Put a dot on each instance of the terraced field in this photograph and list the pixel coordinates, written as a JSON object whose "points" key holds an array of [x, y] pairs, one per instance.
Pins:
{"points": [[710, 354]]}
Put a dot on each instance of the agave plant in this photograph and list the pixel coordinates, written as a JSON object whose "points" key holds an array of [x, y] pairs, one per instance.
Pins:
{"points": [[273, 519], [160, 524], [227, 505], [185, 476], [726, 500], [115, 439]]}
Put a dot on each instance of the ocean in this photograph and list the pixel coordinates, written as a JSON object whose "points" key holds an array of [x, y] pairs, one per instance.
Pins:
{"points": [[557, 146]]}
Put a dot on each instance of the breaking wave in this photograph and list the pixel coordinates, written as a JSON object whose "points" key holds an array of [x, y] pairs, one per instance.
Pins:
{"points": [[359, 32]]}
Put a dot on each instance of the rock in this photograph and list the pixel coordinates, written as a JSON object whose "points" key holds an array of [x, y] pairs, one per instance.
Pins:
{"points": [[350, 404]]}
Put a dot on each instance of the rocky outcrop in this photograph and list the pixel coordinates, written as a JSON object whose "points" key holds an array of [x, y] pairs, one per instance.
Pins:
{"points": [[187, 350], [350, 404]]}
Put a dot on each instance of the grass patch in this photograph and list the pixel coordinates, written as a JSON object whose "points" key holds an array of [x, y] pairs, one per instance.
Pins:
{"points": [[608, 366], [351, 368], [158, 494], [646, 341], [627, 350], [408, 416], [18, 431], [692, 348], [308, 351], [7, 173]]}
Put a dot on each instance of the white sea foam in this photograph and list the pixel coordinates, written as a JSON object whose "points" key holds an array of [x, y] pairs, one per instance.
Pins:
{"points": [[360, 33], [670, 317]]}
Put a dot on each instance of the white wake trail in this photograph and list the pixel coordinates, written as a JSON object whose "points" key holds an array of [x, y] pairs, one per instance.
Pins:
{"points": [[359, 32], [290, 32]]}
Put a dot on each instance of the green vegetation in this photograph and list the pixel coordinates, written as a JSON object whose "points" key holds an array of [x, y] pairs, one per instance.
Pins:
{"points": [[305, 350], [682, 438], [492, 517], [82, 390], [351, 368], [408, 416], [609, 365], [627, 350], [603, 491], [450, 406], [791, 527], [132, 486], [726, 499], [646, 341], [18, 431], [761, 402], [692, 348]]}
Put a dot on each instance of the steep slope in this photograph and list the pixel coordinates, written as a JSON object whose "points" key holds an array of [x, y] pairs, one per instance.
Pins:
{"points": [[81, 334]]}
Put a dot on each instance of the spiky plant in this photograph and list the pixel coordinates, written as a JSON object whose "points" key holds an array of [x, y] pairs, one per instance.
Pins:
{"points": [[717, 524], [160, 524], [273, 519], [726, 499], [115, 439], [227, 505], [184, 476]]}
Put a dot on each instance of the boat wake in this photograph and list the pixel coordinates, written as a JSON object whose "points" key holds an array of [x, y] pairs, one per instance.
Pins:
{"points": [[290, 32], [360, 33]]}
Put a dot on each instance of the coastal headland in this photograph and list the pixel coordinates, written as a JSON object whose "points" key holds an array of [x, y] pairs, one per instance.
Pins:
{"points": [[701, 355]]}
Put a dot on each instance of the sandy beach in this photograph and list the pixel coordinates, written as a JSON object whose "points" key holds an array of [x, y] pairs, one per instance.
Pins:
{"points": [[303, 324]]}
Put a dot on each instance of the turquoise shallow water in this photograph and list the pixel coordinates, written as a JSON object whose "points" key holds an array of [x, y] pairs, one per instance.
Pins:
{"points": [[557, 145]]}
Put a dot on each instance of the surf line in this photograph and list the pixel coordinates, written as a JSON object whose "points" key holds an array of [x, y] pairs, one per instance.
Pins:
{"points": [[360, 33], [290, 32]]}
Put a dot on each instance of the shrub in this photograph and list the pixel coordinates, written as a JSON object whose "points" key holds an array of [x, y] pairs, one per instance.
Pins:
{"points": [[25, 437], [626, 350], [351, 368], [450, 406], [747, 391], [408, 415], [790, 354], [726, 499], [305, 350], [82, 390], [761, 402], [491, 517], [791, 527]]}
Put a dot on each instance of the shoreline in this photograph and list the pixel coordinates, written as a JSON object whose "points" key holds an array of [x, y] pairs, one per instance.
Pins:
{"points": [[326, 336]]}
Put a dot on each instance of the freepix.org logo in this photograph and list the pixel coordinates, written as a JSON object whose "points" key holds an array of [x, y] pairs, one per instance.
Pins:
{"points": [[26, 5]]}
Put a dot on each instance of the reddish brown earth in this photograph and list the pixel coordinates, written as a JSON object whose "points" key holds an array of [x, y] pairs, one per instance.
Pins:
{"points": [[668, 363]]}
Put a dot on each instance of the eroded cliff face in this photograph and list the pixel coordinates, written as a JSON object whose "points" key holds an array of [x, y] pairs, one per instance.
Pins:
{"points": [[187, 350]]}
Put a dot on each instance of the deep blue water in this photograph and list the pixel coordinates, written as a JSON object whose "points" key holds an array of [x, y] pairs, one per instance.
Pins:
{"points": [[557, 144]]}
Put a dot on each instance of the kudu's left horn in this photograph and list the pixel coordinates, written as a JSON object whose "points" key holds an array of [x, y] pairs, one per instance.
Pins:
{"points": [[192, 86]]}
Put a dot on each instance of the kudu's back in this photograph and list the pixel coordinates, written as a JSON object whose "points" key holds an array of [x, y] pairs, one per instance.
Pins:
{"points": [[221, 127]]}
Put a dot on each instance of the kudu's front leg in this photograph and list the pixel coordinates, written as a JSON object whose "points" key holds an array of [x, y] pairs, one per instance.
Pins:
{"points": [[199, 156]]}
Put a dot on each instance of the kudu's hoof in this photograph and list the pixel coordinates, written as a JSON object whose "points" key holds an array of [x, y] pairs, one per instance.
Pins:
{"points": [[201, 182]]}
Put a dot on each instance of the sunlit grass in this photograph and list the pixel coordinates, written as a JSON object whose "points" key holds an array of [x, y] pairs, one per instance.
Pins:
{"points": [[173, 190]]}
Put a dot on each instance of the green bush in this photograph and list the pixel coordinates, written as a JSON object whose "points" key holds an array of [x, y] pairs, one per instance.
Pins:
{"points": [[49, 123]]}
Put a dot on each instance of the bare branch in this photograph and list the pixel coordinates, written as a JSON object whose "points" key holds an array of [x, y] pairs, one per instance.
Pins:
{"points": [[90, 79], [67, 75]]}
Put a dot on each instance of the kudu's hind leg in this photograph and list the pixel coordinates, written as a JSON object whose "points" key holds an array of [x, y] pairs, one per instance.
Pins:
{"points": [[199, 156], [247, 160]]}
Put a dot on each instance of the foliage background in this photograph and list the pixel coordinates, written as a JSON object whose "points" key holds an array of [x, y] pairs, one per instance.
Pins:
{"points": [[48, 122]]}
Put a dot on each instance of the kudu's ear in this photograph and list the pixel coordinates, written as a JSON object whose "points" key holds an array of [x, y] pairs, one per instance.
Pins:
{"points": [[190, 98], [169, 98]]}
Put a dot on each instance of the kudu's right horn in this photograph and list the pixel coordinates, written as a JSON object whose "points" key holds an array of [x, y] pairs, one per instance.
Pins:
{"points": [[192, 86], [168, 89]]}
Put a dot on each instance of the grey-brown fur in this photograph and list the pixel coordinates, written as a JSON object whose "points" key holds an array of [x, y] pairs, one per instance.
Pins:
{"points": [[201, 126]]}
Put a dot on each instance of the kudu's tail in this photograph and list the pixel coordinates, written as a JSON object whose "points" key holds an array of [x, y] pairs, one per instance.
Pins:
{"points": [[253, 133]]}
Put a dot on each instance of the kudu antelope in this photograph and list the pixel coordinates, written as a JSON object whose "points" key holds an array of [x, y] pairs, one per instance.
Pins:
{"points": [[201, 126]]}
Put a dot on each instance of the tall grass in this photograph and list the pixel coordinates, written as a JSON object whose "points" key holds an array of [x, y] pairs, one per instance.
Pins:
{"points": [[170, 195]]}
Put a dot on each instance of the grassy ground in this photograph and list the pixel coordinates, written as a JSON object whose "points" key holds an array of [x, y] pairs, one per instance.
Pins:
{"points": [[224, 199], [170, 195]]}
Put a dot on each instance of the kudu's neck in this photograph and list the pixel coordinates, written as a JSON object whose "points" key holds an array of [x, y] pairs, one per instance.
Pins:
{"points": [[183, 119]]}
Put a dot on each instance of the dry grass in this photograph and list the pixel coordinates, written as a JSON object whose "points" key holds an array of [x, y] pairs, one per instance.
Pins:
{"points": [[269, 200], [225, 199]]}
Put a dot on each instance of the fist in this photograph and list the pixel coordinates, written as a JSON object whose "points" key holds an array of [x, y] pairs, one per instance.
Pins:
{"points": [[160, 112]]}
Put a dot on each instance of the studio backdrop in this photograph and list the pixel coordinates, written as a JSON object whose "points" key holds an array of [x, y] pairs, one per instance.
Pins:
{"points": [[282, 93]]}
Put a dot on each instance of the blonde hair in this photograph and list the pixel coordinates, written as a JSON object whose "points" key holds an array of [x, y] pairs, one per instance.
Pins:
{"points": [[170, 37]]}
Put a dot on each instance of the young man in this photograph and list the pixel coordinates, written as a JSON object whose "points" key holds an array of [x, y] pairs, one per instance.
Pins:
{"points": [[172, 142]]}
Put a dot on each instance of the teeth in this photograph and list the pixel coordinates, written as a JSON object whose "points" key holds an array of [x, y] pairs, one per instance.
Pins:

▶ To do:
Some lines above hold the word "water". Copy all of them.

▶ Task answer:
Put a dot on each instance of the turquoise shallow water in this photograph and list the pixel coordinates, written as a JSON object whose "points" key holds an array of [x, y] pairs, one per instance.
Put a dot on each instance of the deep blue water in this photograph and list the pixel coordinates, written as a JSON object whose "points" key holds an array of [x, y] pairs, one per instance.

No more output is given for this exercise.